**Required task:** Identify each line in the items below that contains the word "striped", and copy those lines. Match the case as well.

— begin Extracted data —

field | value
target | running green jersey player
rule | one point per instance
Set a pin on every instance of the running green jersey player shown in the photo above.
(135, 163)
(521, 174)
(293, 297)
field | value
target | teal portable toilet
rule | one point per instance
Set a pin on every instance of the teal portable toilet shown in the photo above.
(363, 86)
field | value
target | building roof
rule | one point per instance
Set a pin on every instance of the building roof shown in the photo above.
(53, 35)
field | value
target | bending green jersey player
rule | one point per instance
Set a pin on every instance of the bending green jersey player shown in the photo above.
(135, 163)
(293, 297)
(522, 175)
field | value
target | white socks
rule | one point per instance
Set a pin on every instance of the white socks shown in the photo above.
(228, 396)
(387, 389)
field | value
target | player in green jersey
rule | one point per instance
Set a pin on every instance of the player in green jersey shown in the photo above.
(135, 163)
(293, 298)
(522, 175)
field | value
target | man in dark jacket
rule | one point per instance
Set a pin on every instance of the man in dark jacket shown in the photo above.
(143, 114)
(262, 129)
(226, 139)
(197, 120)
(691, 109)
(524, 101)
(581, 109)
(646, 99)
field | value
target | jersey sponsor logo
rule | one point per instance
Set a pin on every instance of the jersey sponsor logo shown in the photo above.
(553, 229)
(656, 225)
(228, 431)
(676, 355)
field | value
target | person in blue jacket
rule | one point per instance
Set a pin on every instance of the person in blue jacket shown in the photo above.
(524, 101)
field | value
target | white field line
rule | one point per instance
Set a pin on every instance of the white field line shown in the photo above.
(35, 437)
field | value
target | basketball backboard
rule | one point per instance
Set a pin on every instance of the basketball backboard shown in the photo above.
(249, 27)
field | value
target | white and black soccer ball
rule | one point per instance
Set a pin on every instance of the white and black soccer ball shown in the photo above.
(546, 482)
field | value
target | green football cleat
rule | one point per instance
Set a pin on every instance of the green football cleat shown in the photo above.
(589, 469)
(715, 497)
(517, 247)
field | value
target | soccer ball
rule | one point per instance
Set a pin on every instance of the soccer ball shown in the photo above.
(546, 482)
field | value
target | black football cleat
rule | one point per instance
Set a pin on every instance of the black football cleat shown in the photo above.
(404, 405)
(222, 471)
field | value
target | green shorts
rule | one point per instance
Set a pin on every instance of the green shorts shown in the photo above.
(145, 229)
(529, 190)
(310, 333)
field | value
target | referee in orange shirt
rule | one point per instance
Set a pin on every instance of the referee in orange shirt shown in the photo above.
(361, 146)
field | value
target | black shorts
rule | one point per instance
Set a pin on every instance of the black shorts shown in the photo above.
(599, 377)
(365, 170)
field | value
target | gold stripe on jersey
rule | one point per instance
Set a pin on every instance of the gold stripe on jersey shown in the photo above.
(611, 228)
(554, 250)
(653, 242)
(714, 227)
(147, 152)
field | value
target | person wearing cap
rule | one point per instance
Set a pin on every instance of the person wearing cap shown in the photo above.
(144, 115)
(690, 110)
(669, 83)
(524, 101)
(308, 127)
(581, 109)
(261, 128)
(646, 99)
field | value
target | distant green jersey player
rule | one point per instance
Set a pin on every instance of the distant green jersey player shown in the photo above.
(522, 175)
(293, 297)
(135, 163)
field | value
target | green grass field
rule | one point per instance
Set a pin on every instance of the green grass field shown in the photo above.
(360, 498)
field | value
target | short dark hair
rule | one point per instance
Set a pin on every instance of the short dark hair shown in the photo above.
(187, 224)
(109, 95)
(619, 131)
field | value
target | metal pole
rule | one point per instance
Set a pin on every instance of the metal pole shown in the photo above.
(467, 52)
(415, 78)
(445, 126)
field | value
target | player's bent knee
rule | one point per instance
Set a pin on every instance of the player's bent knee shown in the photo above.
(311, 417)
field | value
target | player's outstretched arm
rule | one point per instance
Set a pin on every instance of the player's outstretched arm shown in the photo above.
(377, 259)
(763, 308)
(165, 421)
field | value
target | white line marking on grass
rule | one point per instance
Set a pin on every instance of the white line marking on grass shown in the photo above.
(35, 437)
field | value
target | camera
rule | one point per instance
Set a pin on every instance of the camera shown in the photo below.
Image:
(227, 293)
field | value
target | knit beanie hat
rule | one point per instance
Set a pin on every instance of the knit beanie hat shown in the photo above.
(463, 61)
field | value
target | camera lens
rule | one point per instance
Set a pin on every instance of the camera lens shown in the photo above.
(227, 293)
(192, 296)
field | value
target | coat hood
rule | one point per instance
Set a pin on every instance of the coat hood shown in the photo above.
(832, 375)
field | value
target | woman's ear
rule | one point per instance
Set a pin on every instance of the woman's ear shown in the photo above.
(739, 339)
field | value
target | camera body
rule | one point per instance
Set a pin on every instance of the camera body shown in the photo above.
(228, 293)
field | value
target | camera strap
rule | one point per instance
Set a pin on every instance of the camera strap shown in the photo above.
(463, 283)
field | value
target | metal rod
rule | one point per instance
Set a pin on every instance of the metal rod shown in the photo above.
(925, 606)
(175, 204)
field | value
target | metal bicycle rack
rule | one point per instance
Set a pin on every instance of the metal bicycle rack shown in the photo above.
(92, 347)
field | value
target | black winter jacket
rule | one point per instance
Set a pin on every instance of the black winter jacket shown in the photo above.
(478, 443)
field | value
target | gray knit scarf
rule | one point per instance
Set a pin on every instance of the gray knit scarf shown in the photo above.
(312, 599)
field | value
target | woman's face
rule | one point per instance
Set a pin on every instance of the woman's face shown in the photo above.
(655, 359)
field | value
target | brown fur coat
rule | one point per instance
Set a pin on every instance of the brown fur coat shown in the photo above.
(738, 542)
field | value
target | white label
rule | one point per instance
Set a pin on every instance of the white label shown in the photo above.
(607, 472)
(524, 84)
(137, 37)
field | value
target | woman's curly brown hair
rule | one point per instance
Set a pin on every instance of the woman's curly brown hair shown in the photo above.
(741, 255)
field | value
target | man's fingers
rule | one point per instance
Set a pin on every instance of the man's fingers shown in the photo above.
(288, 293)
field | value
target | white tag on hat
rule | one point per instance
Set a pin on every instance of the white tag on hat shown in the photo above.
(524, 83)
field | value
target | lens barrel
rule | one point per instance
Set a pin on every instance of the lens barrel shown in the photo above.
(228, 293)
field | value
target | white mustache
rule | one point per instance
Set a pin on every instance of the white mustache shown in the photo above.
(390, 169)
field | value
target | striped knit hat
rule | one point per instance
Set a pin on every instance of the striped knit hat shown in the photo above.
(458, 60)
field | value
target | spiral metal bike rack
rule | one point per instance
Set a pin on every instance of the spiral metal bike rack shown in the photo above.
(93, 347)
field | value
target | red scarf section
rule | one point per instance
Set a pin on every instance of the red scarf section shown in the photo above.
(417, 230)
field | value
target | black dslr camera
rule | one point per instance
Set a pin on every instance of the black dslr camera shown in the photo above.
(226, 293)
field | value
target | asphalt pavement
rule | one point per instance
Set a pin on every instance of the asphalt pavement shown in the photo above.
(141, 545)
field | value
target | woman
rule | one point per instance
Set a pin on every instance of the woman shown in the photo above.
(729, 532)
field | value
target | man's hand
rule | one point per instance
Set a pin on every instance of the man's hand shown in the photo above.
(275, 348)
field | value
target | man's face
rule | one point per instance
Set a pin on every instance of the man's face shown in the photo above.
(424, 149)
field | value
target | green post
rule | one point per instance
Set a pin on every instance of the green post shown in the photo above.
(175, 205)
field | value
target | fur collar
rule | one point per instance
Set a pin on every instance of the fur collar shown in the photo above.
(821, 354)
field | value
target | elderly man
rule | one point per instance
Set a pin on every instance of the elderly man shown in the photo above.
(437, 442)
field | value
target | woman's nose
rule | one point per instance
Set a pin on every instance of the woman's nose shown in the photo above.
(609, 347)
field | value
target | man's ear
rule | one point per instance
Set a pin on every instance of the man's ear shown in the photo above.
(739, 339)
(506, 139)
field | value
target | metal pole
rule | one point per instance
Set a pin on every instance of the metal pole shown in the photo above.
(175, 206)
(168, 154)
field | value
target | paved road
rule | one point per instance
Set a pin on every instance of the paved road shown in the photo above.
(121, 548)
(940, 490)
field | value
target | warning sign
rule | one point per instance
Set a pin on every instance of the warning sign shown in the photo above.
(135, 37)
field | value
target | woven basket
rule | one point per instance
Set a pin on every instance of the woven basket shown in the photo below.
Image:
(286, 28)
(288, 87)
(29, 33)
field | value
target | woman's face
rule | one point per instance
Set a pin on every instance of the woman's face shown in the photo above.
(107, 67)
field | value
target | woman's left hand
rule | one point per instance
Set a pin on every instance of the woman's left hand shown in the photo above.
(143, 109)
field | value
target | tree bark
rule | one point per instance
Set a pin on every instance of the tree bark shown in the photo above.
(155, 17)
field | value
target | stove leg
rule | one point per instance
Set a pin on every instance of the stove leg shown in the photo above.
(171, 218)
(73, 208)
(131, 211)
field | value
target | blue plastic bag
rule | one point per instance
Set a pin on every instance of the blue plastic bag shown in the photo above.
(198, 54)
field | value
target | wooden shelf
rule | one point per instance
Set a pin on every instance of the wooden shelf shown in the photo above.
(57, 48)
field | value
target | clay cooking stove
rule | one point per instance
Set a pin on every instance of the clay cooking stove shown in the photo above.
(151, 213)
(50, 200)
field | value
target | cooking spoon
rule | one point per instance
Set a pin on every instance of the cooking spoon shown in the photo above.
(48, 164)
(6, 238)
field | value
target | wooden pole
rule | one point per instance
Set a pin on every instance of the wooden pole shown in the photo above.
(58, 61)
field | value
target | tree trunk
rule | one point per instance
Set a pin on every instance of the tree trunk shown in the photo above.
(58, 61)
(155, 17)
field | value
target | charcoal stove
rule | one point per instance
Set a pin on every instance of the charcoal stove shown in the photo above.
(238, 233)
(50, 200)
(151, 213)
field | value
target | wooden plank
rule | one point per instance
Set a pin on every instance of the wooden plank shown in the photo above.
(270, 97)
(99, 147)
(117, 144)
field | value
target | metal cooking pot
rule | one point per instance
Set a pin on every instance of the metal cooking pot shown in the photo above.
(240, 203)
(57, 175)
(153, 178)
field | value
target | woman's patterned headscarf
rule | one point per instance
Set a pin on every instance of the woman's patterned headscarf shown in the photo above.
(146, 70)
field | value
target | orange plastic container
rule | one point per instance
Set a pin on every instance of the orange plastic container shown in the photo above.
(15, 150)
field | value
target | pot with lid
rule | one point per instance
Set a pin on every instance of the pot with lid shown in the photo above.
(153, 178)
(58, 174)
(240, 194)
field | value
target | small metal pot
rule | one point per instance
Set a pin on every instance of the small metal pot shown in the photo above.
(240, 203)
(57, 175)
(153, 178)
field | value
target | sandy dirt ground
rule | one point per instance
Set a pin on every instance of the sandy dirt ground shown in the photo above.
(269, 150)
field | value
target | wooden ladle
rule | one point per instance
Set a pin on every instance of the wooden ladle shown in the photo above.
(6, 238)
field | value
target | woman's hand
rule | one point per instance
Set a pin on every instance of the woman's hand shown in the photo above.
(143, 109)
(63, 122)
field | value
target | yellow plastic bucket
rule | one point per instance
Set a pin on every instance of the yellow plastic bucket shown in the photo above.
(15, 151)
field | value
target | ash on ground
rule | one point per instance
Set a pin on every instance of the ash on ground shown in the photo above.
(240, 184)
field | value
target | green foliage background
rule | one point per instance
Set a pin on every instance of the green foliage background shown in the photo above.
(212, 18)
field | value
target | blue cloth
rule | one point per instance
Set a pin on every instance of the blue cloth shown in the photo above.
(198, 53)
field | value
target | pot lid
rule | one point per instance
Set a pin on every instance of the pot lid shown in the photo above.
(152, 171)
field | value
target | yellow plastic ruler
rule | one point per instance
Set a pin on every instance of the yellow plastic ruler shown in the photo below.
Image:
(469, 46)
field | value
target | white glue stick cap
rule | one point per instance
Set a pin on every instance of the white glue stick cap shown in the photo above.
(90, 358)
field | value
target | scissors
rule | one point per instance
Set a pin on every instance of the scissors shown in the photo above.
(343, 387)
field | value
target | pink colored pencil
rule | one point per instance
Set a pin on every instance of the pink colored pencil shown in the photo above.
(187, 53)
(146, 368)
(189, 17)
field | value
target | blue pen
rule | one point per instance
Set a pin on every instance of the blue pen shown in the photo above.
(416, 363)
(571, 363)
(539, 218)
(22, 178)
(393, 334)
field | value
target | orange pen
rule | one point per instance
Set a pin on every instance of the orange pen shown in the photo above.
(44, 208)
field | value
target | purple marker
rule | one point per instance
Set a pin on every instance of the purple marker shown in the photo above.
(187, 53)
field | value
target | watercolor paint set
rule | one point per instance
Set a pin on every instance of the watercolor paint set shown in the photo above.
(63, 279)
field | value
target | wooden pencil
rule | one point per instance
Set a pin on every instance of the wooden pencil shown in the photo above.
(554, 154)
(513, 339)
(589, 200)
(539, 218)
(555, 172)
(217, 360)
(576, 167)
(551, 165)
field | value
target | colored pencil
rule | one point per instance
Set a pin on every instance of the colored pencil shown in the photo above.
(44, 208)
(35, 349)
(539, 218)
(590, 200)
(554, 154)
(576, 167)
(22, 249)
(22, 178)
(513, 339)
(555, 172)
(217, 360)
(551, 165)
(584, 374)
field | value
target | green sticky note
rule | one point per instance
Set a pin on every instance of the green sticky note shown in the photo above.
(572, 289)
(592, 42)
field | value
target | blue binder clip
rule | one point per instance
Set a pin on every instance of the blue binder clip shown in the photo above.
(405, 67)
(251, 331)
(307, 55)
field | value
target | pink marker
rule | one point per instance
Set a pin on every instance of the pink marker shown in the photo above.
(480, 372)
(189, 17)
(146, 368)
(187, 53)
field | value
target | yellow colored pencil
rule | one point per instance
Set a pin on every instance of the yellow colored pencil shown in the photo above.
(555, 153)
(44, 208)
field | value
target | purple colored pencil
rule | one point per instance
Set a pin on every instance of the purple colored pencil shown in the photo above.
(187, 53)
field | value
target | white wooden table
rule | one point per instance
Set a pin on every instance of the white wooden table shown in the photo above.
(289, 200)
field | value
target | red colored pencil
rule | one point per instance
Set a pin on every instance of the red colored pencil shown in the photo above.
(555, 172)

— end Extracted data —

**Solution:**
target | striped knit hat
Set a pin on every instance of the striped knit hat shown in the photo above.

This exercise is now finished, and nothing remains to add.